* _Task 1_
Do these statements agree with the craft-economy article? Answer yes or no for each, quoting the deciding words of the article. (a) King & McGaw has always been profitable. (b) The Crafts Council found more than 20,000 craft businesses in the UK. (c) King & McGaw is based in central London.

* _Document section_

In the unlikely setting of an industrial estate on the south coast, framed by a frozen foods supplier and a ground maintenance company, is Britain’s biggest art retailer. Behind large shuttered garage doors, King & McGaw produces prints and frames for leading museums, John Lewis and its own retail customers.
In a warehouse thick with the smell of saw cuttings, workers hand-stain lengths of ash, assemble frames and lay prints on to mounts. Next door, vast digital printers spew out reams of thick paper, a collage of different prints, arranged by computer program for the most efficient use of paper. Another machine cuts posters automatically along unseen lines. It is craftsmanship for the 21st century.
It is also a model for what many craft companies would like to become. King & McGaw has always been profitable and, with 50 staff and a turnover of 6 million, it is a relatively large company for Britain’s craft economy. Last year research undertaken by the Crafts Council found 11,620 businesses involved in craft industries in the UK, generating nearly 2 billion in turnover: but more than half of these are unregistered micro-businesses operating below the VAT or PAYE tax threshold.
The New Craftsmen is a retailer and consultancy that gives a selection of these small businesses wider exposure, as well as providing them with business support. Natalie Melton, one of its founders, dsecribes as “heartbreaking” the fact that it “is representing people who are perhaps one of a handful of makers still specialising in a very particular skill but who can barely earn the living wage”.

* _Task 2_
Could you duplicate the entries, everything from their start down to the line containing "453 438 544 523", with the pictures left out?

[Records from a collection]
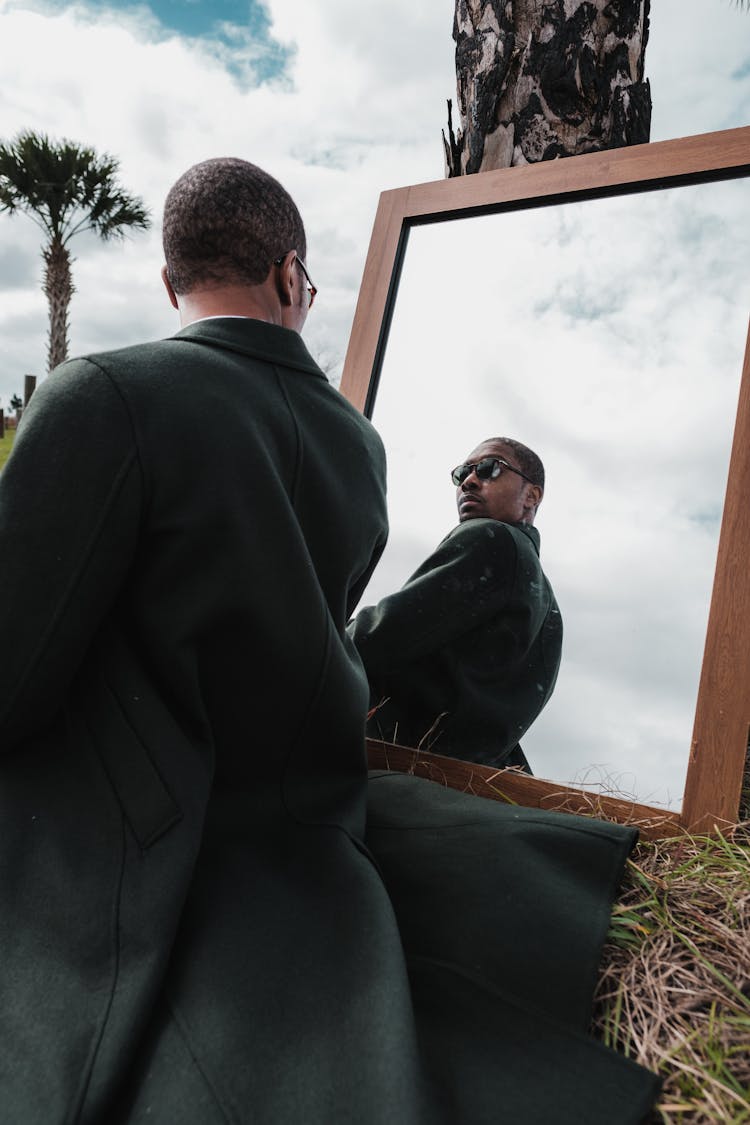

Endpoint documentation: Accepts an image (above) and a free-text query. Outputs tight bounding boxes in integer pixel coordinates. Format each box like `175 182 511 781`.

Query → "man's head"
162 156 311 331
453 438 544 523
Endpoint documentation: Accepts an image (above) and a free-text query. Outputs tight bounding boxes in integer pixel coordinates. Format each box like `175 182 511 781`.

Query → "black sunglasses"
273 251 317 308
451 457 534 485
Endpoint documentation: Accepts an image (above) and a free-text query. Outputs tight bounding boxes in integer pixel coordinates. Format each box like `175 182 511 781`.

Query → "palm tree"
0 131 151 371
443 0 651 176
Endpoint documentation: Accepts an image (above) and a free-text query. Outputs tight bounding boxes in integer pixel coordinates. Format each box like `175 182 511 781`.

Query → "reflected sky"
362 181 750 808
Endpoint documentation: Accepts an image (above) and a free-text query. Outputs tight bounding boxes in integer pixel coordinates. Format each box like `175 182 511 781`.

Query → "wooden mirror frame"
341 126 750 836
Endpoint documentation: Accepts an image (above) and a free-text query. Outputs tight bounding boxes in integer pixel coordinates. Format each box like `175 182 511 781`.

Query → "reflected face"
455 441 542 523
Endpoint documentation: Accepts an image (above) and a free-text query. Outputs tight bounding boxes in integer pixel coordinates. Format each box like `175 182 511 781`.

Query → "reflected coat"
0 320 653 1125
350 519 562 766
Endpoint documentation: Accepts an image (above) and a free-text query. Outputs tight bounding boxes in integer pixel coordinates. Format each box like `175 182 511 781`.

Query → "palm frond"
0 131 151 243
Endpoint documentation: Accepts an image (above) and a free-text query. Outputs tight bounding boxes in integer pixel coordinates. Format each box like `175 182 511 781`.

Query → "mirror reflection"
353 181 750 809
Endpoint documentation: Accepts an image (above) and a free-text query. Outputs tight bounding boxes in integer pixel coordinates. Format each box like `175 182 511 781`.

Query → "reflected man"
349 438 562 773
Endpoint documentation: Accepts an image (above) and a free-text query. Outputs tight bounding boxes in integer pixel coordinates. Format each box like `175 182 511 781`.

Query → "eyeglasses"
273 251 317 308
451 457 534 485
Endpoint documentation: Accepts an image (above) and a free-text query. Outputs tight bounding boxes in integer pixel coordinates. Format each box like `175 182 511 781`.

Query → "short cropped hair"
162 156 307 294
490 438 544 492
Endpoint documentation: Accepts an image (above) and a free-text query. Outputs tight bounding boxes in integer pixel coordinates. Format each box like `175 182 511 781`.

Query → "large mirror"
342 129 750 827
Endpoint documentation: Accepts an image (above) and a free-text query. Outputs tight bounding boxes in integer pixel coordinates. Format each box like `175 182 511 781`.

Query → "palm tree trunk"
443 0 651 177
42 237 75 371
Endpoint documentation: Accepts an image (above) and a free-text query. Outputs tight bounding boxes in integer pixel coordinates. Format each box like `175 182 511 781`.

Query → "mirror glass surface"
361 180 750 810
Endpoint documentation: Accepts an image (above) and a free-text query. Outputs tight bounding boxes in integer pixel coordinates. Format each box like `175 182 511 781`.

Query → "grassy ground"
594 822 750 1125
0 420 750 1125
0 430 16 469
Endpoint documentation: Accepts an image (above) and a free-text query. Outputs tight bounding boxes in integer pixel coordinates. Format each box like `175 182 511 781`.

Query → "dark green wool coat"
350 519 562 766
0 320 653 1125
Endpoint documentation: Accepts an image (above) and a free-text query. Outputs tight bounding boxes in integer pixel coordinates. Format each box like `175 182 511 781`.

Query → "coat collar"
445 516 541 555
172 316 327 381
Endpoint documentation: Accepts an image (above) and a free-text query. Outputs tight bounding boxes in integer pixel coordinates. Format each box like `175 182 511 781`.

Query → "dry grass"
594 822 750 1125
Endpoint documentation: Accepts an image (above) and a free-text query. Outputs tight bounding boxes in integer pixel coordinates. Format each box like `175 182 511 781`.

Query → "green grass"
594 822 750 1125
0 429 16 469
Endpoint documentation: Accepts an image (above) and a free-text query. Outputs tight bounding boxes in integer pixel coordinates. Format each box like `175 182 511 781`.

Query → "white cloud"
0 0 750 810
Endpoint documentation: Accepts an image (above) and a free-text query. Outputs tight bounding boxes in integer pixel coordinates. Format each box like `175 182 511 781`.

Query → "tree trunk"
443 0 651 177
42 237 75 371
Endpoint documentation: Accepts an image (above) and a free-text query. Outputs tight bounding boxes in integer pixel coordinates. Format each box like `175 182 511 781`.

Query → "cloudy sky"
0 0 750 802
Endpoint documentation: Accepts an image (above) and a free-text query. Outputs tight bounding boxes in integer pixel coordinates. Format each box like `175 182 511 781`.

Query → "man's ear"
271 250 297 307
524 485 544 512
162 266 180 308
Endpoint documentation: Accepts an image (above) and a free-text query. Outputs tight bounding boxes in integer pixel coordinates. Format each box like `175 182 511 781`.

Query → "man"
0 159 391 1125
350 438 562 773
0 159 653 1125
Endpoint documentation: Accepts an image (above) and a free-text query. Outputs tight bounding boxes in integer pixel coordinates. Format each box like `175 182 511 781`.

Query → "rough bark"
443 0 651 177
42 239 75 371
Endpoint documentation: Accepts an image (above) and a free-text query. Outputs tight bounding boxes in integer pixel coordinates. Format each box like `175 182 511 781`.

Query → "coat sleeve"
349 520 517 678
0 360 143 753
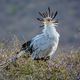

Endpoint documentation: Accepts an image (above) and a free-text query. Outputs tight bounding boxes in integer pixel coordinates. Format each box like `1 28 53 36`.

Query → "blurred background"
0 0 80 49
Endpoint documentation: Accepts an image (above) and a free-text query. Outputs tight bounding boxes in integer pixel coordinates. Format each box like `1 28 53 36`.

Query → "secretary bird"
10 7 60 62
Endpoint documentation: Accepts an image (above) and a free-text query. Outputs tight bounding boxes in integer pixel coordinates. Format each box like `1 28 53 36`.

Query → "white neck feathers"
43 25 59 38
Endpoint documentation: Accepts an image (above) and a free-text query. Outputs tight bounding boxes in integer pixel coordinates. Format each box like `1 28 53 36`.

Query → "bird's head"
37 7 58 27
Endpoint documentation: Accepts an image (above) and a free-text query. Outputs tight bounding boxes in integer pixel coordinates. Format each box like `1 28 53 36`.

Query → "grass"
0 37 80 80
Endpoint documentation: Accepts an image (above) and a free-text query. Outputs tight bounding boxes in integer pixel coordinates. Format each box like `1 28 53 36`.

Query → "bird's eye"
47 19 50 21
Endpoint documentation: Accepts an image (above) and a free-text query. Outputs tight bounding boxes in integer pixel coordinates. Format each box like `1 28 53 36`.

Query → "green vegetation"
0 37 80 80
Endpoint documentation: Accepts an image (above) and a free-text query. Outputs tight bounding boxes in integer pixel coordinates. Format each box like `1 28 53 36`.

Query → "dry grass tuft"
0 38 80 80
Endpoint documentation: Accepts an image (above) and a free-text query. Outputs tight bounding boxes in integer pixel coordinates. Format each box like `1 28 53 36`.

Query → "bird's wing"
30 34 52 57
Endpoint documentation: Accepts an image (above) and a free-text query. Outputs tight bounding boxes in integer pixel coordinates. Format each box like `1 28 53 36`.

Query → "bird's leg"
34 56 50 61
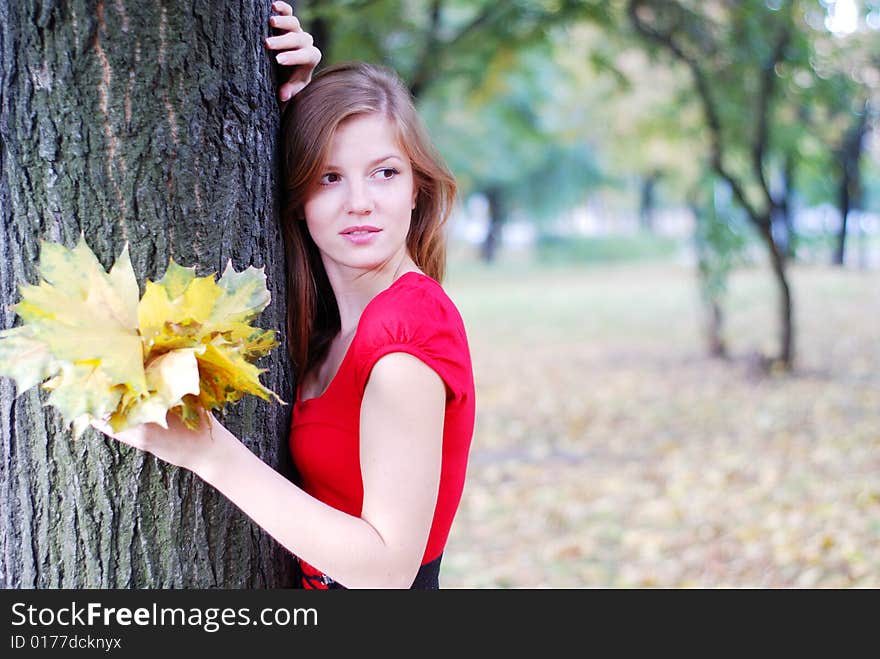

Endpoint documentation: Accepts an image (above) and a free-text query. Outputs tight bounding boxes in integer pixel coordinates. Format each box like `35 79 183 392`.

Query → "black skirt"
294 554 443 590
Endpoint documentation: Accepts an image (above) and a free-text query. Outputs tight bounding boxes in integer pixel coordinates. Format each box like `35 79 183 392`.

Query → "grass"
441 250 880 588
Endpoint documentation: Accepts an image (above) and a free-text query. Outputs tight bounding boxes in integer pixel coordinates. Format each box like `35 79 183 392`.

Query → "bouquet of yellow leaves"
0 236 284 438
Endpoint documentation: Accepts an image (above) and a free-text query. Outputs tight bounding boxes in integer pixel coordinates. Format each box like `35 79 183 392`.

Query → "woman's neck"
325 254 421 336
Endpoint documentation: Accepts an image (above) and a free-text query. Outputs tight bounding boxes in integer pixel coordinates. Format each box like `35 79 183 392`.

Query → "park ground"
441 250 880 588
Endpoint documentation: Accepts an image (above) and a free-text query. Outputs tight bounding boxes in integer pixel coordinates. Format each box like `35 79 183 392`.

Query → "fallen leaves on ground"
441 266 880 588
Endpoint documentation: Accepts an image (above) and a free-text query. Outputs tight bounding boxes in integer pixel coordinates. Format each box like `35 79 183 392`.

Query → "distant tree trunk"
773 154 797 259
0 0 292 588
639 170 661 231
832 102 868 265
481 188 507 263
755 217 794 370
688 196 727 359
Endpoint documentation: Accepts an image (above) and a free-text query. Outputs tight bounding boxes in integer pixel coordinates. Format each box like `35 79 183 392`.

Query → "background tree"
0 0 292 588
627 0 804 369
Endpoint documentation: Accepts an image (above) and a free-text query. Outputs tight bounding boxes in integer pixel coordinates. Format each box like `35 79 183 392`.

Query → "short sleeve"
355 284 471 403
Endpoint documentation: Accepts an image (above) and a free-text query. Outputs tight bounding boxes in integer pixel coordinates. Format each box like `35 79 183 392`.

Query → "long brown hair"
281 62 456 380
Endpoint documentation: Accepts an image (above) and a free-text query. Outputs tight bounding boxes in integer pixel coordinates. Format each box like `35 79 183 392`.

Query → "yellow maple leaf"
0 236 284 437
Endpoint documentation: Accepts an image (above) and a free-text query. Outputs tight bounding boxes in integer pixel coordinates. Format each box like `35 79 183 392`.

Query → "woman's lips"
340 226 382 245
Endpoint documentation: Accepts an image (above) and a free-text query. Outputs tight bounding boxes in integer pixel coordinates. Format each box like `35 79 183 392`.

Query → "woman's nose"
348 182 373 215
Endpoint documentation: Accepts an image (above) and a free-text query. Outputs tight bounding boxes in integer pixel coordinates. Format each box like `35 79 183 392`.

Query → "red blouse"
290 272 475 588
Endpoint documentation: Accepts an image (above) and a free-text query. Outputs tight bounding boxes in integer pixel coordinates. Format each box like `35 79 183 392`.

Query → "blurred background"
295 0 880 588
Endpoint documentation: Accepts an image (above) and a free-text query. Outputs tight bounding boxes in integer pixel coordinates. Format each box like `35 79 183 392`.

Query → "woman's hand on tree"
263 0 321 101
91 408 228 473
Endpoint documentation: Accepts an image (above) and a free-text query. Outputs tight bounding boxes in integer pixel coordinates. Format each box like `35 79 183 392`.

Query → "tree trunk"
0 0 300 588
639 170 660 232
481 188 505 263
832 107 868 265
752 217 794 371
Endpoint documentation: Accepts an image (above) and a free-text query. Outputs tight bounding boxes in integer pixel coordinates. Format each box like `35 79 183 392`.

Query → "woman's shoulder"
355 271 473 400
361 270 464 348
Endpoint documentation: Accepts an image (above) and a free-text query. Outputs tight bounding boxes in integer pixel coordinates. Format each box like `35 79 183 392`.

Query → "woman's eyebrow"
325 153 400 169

* _Written response 1_
(a) Yes: "King & McGaw has always been profitable"
(b) No: "found 11,620 businesses involved in craft industries in the UK"
(c) No: "In the unlikely setting of an industrial estate on the south coast"

* _Written response 2_
Endpoint documentation: Accepts an image (above) and a free-text query. Outputs tight bounding boxes in integer pixel coordinates. Format each box like `175 182 511 781`.

Query → "man's head"
162 156 311 331
453 438 544 523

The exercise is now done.